About this exercise: Extract the entries in their exact form.

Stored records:
┄┄┄┄┄┄┄┄┄┄
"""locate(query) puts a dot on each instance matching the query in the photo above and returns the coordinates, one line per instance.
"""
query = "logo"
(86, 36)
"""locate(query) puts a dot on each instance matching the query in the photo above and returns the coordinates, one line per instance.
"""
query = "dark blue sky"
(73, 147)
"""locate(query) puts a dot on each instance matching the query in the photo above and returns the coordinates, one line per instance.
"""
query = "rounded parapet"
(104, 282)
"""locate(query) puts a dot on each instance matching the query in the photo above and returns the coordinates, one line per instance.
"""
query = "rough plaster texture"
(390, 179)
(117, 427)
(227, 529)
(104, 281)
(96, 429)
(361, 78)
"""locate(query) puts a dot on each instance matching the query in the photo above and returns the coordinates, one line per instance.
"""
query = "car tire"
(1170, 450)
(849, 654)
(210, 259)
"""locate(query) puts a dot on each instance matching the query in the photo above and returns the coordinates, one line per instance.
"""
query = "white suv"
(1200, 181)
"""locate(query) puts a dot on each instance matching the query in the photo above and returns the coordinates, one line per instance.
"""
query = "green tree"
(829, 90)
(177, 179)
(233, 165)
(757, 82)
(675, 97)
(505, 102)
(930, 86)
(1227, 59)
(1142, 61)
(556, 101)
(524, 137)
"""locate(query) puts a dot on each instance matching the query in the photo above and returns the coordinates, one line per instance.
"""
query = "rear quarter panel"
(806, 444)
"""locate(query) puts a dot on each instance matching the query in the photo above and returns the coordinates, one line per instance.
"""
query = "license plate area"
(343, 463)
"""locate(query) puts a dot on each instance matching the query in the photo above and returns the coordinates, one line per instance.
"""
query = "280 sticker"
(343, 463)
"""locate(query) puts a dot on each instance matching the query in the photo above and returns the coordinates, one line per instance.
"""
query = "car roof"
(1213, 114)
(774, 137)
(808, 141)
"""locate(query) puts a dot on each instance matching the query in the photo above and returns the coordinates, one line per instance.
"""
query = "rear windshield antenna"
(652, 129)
┄┄┄┄┄┄┄┄┄┄
Exercise result:
"""locate(query) puts a dot on each instance matching the query in the photo above and returns the coordinates, one line per instance.
"""
query = "logo"
(86, 36)
"""locate(query) puts a dot on each instance matching the query in the photo above and returns the coordinates, one line per instance.
"""
query = "dark blue sky"
(73, 147)
"""locate(query) puts a dot on each instance matching the query in the photo above and returns the coordinates, one line per instance.
"""
query = "rounded parapet"
(104, 282)
"""locate(query) puts a dot on each instance matching the query in the photo above and returns the coordinates, one line per instance.
"""
query = "rough plaster texture"
(390, 179)
(117, 427)
(227, 529)
(104, 281)
(96, 429)
(361, 78)
"""locate(query) puts a dot on each instance matching the query in the photo above and returns the coordinates, one line per instance.
"""
query = "car tire"
(1170, 450)
(849, 654)
(210, 259)
"""locate(query) puts a dot on each instance matching the query in the photo above and returns the coordinates, one line per instance.
"""
query = "white suv"
(1200, 181)
"""locate(query) puts a dot on each instance matching the query in the photo above and returns the coordinates, one line per instance.
"""
query = "green tree"
(829, 90)
(177, 179)
(233, 165)
(757, 82)
(675, 97)
(505, 102)
(930, 86)
(1227, 59)
(1142, 61)
(556, 101)
(524, 137)
"""locate(query) puts a dot on each instance matching the query in the photo above and returns the coordinates, one line per instance.
"""
query = "rear quarter panel"
(806, 444)
"""locate(query) puts a dot on each instance matching the query in the photo above and returns the coordinates, one line per instance.
"""
query = "license plate area"
(343, 463)
"""locate(query) puts a dot on each instance matching the query in the photo above and returns the coordinates, one line per instance.
"""
query = "280 sticker"
(343, 463)
"""locate(query) puts a dot on each instance matching the query in the photo above and returns the coordinates, one line per instance.
"""
query = "car roof"
(1213, 114)
(774, 137)
(808, 141)
"""locate(query) puts a dot on each instance matching the query in the photo above and returns the coordinates, one line per instance.
"""
query = "rear windshield antenna"
(652, 129)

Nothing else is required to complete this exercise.